'''

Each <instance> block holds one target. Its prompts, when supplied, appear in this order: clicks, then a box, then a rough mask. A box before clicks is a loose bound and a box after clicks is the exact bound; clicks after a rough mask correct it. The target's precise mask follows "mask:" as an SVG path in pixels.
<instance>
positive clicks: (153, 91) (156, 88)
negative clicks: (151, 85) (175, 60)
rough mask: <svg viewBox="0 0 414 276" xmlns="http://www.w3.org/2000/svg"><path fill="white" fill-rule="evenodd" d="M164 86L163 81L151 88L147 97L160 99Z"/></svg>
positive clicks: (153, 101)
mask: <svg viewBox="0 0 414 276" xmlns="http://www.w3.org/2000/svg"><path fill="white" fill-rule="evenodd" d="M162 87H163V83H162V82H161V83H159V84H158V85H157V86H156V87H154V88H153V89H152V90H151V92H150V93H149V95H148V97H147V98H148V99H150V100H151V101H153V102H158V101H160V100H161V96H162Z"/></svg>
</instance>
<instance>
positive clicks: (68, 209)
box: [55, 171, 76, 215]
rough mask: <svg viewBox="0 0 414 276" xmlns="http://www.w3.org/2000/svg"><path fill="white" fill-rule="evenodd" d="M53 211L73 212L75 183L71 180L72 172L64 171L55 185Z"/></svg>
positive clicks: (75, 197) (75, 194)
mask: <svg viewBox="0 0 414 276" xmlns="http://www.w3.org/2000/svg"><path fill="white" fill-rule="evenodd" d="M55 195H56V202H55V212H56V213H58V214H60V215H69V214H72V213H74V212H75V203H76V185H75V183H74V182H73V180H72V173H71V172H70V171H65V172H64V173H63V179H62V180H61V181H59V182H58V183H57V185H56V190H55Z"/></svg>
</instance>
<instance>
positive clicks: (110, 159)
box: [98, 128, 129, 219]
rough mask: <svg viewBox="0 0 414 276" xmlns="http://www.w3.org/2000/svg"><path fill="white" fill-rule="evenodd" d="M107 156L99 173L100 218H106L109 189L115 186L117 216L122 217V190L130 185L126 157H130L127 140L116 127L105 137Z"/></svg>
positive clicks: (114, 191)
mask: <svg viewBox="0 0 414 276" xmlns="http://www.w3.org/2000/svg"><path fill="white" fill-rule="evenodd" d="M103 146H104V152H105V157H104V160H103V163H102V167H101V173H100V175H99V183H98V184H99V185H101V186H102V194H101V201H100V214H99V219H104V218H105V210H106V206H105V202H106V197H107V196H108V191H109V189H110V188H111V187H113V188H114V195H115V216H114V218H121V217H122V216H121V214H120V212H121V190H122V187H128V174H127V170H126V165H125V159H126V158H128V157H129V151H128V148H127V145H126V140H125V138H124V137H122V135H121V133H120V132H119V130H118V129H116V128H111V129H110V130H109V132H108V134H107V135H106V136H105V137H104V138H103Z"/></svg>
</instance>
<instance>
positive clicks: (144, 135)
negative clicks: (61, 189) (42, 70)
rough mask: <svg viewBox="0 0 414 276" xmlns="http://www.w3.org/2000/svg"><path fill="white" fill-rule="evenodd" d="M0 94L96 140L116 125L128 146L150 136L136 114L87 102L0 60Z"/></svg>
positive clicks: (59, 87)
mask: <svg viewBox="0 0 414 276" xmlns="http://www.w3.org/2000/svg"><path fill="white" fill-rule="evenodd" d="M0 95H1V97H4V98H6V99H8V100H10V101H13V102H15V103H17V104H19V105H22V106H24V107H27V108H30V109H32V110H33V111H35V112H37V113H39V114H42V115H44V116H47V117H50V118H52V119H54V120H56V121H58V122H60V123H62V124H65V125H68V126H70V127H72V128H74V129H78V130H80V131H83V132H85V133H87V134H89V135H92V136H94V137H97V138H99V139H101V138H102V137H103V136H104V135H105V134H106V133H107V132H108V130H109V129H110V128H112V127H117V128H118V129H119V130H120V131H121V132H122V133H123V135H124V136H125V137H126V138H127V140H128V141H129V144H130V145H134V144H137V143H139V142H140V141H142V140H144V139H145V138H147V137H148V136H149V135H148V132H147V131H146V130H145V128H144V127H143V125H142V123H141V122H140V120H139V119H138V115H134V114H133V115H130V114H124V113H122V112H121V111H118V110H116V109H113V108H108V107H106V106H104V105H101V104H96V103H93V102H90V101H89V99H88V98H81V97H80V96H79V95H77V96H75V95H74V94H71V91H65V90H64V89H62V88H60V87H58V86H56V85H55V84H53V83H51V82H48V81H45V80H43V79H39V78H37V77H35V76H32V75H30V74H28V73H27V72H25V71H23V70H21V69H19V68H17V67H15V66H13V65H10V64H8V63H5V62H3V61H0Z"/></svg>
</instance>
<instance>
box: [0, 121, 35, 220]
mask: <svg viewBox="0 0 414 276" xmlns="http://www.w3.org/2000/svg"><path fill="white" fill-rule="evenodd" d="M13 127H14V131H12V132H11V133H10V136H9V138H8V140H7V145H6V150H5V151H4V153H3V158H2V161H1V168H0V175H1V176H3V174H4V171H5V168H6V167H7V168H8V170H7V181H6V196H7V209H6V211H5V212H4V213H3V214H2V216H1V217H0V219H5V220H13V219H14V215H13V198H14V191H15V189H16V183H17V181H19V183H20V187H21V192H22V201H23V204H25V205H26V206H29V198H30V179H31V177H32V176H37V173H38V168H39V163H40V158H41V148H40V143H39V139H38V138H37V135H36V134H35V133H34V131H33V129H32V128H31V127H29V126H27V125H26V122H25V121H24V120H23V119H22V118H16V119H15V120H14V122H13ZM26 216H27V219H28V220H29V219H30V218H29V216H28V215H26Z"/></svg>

'''

**Tarea pendiente**
Devuelve sin ningún cambio las líneas de los datos de arriba, desde la que contiene "211L73 212L75 183L71" hasta la que contiene "box: [98, 128, 129, 219]", ambas incluidas.

**Respuesta del ejercicio**
rough mask: <svg viewBox="0 0 414 276" xmlns="http://www.w3.org/2000/svg"><path fill="white" fill-rule="evenodd" d="M53 211L73 212L75 183L71 180L72 172L64 171L55 185Z"/></svg>
positive clicks: (75, 197) (75, 194)
mask: <svg viewBox="0 0 414 276" xmlns="http://www.w3.org/2000/svg"><path fill="white" fill-rule="evenodd" d="M55 195H56V202H55V212H56V213H58V214H60V215H69V214H72V213H74V212H75V203H76V185H75V183H74V182H73V180H72V173H71V172H70V171H65V172H64V173H63V179H62V180H61V181H59V182H58V183H57V185H56V190H55Z"/></svg>
</instance>
<instance>
positive clicks: (110, 159)
box: [98, 128, 129, 219]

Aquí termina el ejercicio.